▸ **EXTRACTO PROPORCIONADO**
|---|
El camino educativo de don Giussani estará radicalmente marcado por esa experiencia de sentir a «Jesucristo vivo y palpitante en la carne del propio pensamiento y del propio corazón» que se da en sus años de Seminario:

«Estoy convencido de que el bachillerato dejará también en ti esa profunda ilusión fascinante, que es la fuente de un mundo de ideas, de ‘descubrimientos’, de sentimientos: te deseo que Jesús se encarne en estas experiencias tuyas, del mismo modo inexorable y definitivo con el que se encarnó en el seno de la Virgen María. Porque el mayor gozo de la vida del hombre es sentir a Jesucristo vivo y palpitante en la carne del propio pensamiento y del propio corazón. Lo demás es efímera ilusión o estiércol» (Carta 16, diciembre de 1946).
|---|
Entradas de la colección
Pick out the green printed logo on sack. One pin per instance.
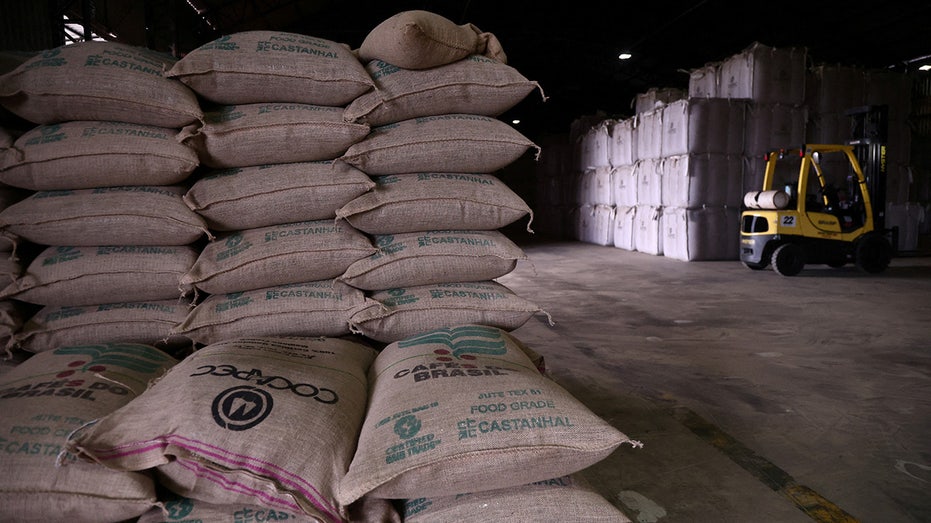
(62, 254)
(223, 43)
(225, 114)
(407, 427)
(234, 246)
(47, 134)
(49, 58)
(233, 300)
(97, 358)
(463, 344)
(386, 246)
(397, 297)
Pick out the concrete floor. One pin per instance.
(758, 398)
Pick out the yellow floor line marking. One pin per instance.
(816, 506)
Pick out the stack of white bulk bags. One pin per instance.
(273, 104)
(106, 172)
(702, 145)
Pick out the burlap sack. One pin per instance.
(567, 499)
(424, 258)
(177, 508)
(421, 39)
(258, 421)
(12, 359)
(83, 155)
(473, 85)
(430, 201)
(450, 405)
(10, 270)
(271, 66)
(278, 255)
(452, 143)
(256, 134)
(99, 81)
(74, 276)
(142, 215)
(249, 197)
(395, 314)
(149, 323)
(47, 397)
(317, 308)
(12, 316)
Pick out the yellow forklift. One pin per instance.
(818, 206)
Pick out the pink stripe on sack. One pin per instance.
(233, 486)
(281, 475)
(133, 448)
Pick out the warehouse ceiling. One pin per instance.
(570, 48)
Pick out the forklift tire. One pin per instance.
(873, 254)
(788, 259)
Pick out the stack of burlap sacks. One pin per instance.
(352, 360)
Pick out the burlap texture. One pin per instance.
(398, 313)
(52, 394)
(473, 85)
(450, 405)
(149, 323)
(240, 411)
(451, 143)
(278, 255)
(74, 276)
(176, 508)
(256, 134)
(430, 201)
(272, 66)
(424, 258)
(84, 155)
(419, 39)
(96, 80)
(249, 197)
(141, 215)
(317, 308)
(567, 499)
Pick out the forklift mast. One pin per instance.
(869, 128)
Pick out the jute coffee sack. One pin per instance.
(178, 508)
(84, 155)
(473, 85)
(47, 397)
(278, 255)
(420, 39)
(271, 66)
(450, 407)
(424, 258)
(256, 134)
(12, 317)
(567, 499)
(317, 308)
(73, 276)
(149, 323)
(140, 215)
(249, 197)
(428, 201)
(399, 313)
(452, 143)
(258, 421)
(99, 81)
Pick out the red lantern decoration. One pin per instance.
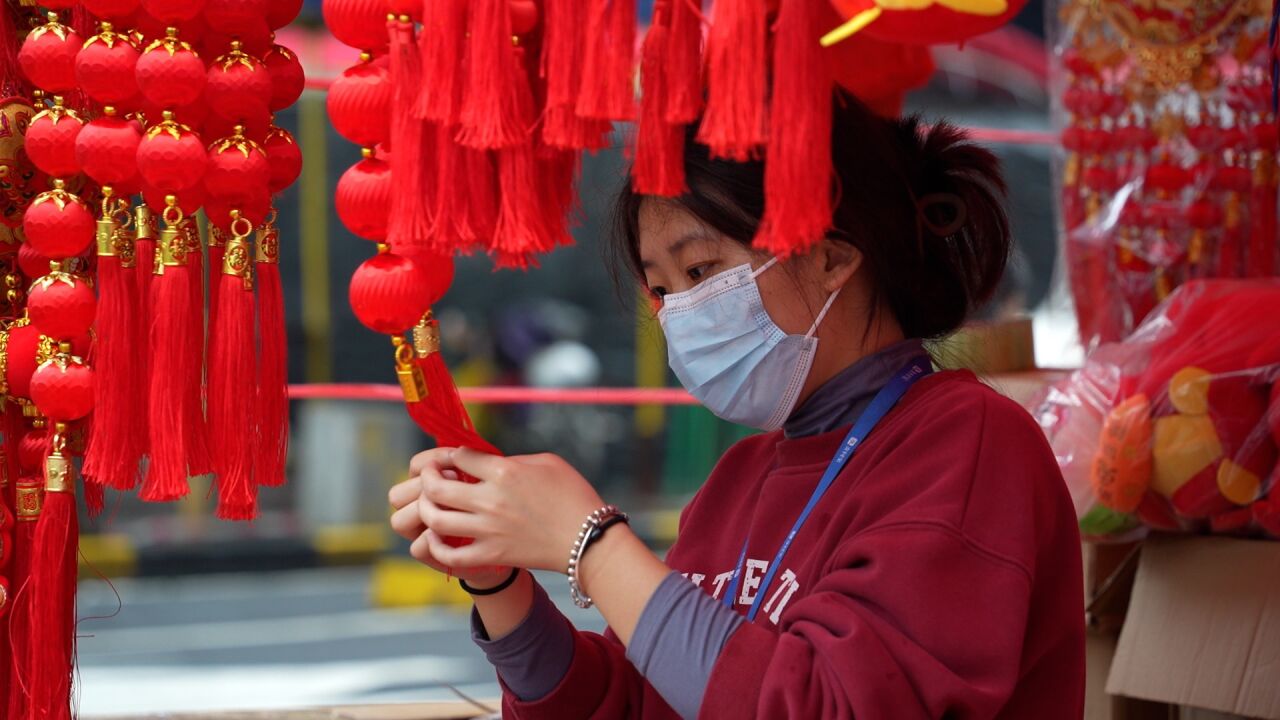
(105, 67)
(63, 388)
(364, 197)
(284, 158)
(58, 223)
(50, 141)
(48, 57)
(287, 77)
(388, 294)
(359, 23)
(170, 156)
(108, 149)
(359, 104)
(62, 305)
(237, 167)
(169, 73)
(238, 87)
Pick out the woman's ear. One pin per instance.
(840, 261)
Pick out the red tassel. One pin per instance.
(410, 226)
(442, 45)
(734, 124)
(53, 592)
(273, 390)
(232, 379)
(659, 164)
(608, 62)
(494, 114)
(173, 360)
(798, 172)
(684, 63)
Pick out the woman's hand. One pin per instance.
(522, 511)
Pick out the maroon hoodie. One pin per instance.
(940, 577)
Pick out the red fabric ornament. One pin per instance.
(105, 67)
(237, 165)
(234, 17)
(284, 156)
(238, 87)
(170, 12)
(63, 388)
(62, 305)
(50, 141)
(58, 224)
(389, 294)
(170, 74)
(287, 77)
(108, 149)
(359, 104)
(280, 13)
(170, 156)
(48, 57)
(364, 199)
(359, 23)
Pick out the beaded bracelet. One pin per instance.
(592, 531)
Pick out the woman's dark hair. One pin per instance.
(922, 204)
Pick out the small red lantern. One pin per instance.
(108, 149)
(62, 305)
(105, 67)
(359, 23)
(284, 156)
(364, 197)
(389, 294)
(63, 388)
(287, 76)
(48, 57)
(237, 165)
(238, 87)
(58, 223)
(169, 73)
(170, 156)
(360, 101)
(51, 141)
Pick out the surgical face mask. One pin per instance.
(731, 355)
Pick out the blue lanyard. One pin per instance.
(881, 405)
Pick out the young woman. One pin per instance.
(899, 541)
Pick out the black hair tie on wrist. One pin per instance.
(496, 589)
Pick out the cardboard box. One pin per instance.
(1203, 627)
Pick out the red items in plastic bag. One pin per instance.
(1178, 427)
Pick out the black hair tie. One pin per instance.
(951, 208)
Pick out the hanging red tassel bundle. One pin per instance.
(659, 163)
(798, 173)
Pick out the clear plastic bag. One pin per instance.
(1176, 428)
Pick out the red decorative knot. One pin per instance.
(364, 197)
(287, 76)
(284, 156)
(48, 57)
(389, 295)
(51, 141)
(170, 74)
(238, 87)
(170, 156)
(62, 305)
(359, 104)
(108, 149)
(280, 13)
(105, 67)
(58, 224)
(359, 23)
(63, 388)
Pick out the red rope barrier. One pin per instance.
(503, 395)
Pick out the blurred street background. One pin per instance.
(315, 602)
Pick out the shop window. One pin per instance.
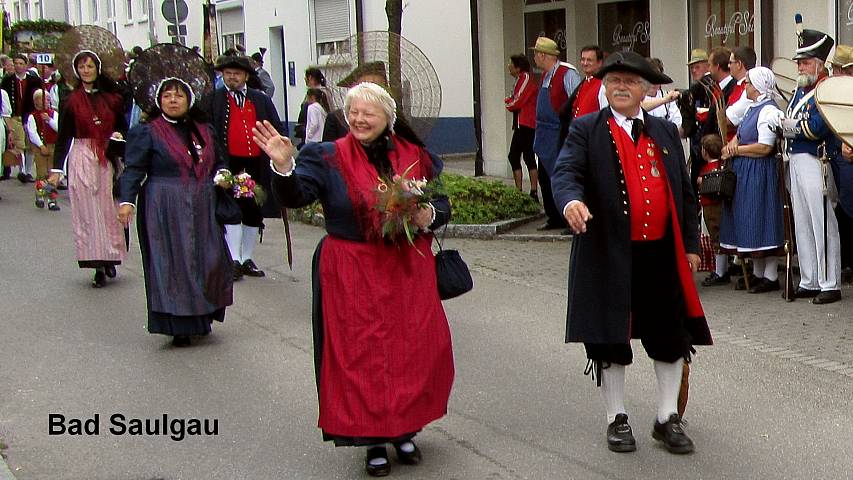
(729, 23)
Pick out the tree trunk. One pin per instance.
(394, 11)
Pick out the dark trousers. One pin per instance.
(522, 145)
(555, 217)
(657, 308)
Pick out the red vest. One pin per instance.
(47, 134)
(586, 100)
(647, 194)
(240, 125)
(558, 93)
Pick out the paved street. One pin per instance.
(770, 400)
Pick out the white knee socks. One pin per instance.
(613, 390)
(669, 383)
(234, 239)
(250, 238)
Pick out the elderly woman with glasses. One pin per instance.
(382, 344)
(751, 224)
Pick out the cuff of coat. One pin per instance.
(291, 170)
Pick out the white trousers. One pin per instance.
(820, 262)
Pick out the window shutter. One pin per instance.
(331, 20)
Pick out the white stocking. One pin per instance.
(669, 383)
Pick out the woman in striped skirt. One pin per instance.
(751, 224)
(93, 114)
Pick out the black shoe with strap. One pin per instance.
(408, 458)
(252, 270)
(374, 464)
(672, 435)
(620, 437)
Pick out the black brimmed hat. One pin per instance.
(633, 63)
(813, 44)
(234, 61)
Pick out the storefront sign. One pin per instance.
(624, 26)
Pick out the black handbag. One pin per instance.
(226, 208)
(451, 273)
(719, 184)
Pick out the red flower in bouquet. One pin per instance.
(398, 199)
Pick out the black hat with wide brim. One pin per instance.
(234, 61)
(632, 62)
(813, 44)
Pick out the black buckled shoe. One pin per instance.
(408, 458)
(672, 435)
(252, 270)
(374, 464)
(237, 270)
(762, 285)
(100, 278)
(620, 437)
(805, 293)
(714, 280)
(827, 296)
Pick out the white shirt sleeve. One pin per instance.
(767, 118)
(6, 112)
(32, 130)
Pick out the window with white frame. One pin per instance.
(332, 26)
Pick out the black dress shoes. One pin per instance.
(620, 437)
(672, 435)
(714, 280)
(762, 285)
(376, 463)
(252, 270)
(100, 278)
(237, 270)
(408, 458)
(827, 296)
(801, 292)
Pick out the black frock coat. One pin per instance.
(588, 169)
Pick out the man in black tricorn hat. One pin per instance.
(812, 186)
(234, 109)
(623, 187)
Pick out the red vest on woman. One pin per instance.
(241, 121)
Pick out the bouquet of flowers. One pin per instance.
(398, 199)
(242, 185)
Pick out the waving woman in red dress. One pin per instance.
(382, 344)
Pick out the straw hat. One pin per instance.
(547, 46)
(697, 55)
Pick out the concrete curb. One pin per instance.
(5, 471)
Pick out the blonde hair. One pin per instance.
(373, 93)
|---|
▸ **COMPLETA LO SIGUIENTE**
**a.** Según el extracto, ¿cuál es el mayor gozo de la vida del hombre?
**b.** Copia del extracto el pasaje comprendido entre «El camino educativo» y «diciembre de 1946).», ambos incluidos.

▸ **RESULTADOS DE TAREAS**
**a.** Sentir a Jesucristo vivo y palpitante en la carne del propio pensamiento y del propio corazón.

**b.**
El camino educativo de don Giussani estará radicalmente marcado por esa experiencia de sentir a «Jesucristo vivo y palpitante en la carne del propio pensamiento y del propio corazón» que se da en sus años de Seminario:

«Estoy convencido de que el bachillerato dejará también en ti esa profunda ilusión fascinante, que es la fuente de un mundo de ideas, de ‘descubrimientos’, de sentimientos: te deseo que Jesús se encarne en estas experiencias tuyas, del mismo modo inexorable y definitivo con el que se encarnó en el seno de la Virgen María. Porque el mayor gozo de la vida del hombre es sentir a Jesucristo vivo y palpitante en la carne del propio pensamiento y del propio corazón. Lo demás es efímera ilusión o estiércol» (Carta 16, diciembre de 1946).